▶ [作業内容]
[A] 「混乱」の解説で、心における混乱の類語として挙げられている語をすべて書き出してください。
[B] 「混乱」の解説のうち「- 消費税の増税は経済の混乱と貧困層の窮乏をまねくのみ、という論は根強い。」から「づき、私はパニックに陥った)」までのすべてを、「当惑」を「困惑」に差し替えて示してください。

▶ [提供テキスト]
┌──

「混乱」とは?
「混乱」とは、さまざまな物事が入り乱れ、秩序が消え去り、整理がつかず、訳がわからない状況になることです。もともとあった秩序が崩れて乱れる、という点に特徴があります。
「混乱」は、人の心などの精神的混乱、社会、組織、国家などの秩序的混乱、単純な事物や状況の混乱など、あらゆる事象に用いられます。その結果、きわめて多数の類語が存在します。
「混乱」の使い方
- 選挙演説の第一声を母校前で上げたA氏は、予期せぬヤジをあびて混乱した。
- 消費税の増税は経済の混乱と貧困層の窮乏をまねくのみ、という論は根強い。
- 独裁的な政権が誕生して以来、B国の内情は混乱をきわめている。
- 朝の新宿駅のホームで不審物が発見され、通勤客も電車のダイヤも混乱に陥った。
「混乱」の類語とその使い方
「混乱」の対象を、心、秩序、事物・状況の三項目にわけて、それぞれの類語と使い方を紹介いたしましょう。
心における混乱の類語と使い方
- 混迷:分別に迷うこと(文例:合コンの場で別れた彼と遭遇し、C子の心は混迷のきわみとなった)
- 当惑:途方に暮れること(文例:愛読する小説家の新作を読んだD男は、作風のあまりの変化に当惑した)
- 錯乱(さくらん):感情が混乱すること(文例:親に虐待されたすえに施設で暮らしているE美は、親の面会に錯乱した)
- 狼狽(ろうばい):慌て、うろたえること(文例:コンビニで万引きしたF男は、隠しカメラの存在を知って狼狽した)
- パニック:突発的な不安や怖れで混乱すること(文例:試験会場で筆記用具を忘れたことに気づき、私はパニックに陥った)

└──

保存済みデータ項目:
┌──

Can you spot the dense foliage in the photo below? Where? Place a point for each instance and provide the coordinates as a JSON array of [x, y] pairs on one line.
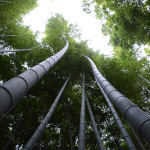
[[121, 70]]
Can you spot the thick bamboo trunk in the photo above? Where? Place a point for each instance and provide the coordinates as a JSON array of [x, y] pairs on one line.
[[43, 124], [17, 50], [82, 137], [98, 138], [134, 115], [118, 121], [12, 90]]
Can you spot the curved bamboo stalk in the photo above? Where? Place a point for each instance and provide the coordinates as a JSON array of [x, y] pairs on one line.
[[12, 90], [82, 137], [133, 114], [37, 134], [118, 121], [98, 138], [17, 50]]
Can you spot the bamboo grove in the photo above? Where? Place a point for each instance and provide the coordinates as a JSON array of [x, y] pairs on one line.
[[60, 94]]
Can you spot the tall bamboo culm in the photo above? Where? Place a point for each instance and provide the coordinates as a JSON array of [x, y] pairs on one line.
[[138, 119], [82, 137], [42, 126], [12, 90]]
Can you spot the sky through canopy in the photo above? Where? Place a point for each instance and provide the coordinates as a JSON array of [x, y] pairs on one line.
[[72, 11]]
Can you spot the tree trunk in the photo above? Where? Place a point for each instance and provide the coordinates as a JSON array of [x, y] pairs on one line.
[[23, 82], [18, 50], [43, 124], [98, 138], [82, 137], [134, 115], [118, 121]]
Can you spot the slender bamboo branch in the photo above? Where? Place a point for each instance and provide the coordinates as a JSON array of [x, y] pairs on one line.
[[113, 134], [82, 137], [11, 137], [30, 144], [137, 139], [70, 130], [98, 138], [143, 78]]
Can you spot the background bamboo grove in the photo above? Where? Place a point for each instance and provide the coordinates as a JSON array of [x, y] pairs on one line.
[[31, 80]]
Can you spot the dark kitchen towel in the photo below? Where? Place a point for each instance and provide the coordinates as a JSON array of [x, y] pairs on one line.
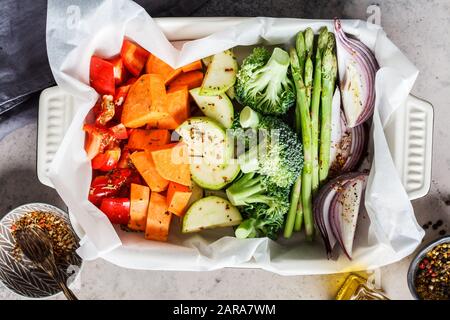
[[24, 67]]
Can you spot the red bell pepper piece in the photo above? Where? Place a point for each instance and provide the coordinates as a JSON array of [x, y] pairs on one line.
[[119, 132], [134, 57], [125, 160], [108, 185], [121, 94], [101, 76], [119, 70], [131, 81], [107, 160], [116, 209], [97, 140], [119, 99], [106, 111]]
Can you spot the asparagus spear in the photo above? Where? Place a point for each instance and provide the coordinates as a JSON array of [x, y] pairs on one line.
[[301, 53], [315, 104], [295, 193], [305, 118], [308, 73], [292, 214], [309, 41], [329, 69]]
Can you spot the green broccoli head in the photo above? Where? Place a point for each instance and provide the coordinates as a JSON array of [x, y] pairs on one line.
[[262, 221], [277, 155], [263, 82], [283, 161], [262, 203]]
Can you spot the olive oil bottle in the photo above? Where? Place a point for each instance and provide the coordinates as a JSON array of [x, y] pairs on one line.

└──

▶ [課題別解答]
[A] 混迷、当惑、錯乱、狼狽、パニック

[B]
- 消費税の増税は経済の混乱と貧困層の窮乏をまねくのみ、という論は根強い。
- 独裁的な政権が誕生して以来、B国の内情は混乱をきわめている。
- 朝の新宿駅のホームで不審物が発見され、通勤客も電車のダイヤも混乱に陥った。
「混乱」の類語とその使い方
「混乱」の対象を、心、秩序、事物・状況の三項目にわけて、それぞれの類語と使い方を紹介いたしましょう。
心における混乱の類語と使い方
- 混迷:分別に迷うこと(文例:合コンの場で別れた彼と遭遇し、C子の心は混迷のきわみとなった)
- 困惑:途方に暮れること(文例:愛読する小説家の新作を読んだD男は、作風のあまりの変化に困惑した)
- 錯乱(さくらん):感情が混乱すること(文例:親に虐待されたすえに施設で暮らしているE美は、親の面会に錯乱した)
- 狼狽(ろうばい):慌て、うろたえること(文例:コンビニで万引きしたF男は、隠しカメラの存在を知って狼狽した)
- パニック:突発的な不安や怖れで混乱すること(文例:試験会場で筆記用具を忘れたことに気づき、私はパニックに陥った)